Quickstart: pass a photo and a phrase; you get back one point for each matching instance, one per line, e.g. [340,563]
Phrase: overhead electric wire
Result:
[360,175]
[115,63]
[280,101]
- - -
▸ STATED PROBLEM
Rewrite the listing above with "electric wire" changed to "power line" and every other part left as it is.

▸ TASK RESULT
Quickstart: pass a photo and a phrase; you get back one point for each matching instance, one per line, e.g. [340,563]
Phrase: overhead power line
Result:
[360,175]
[115,63]
[280,101]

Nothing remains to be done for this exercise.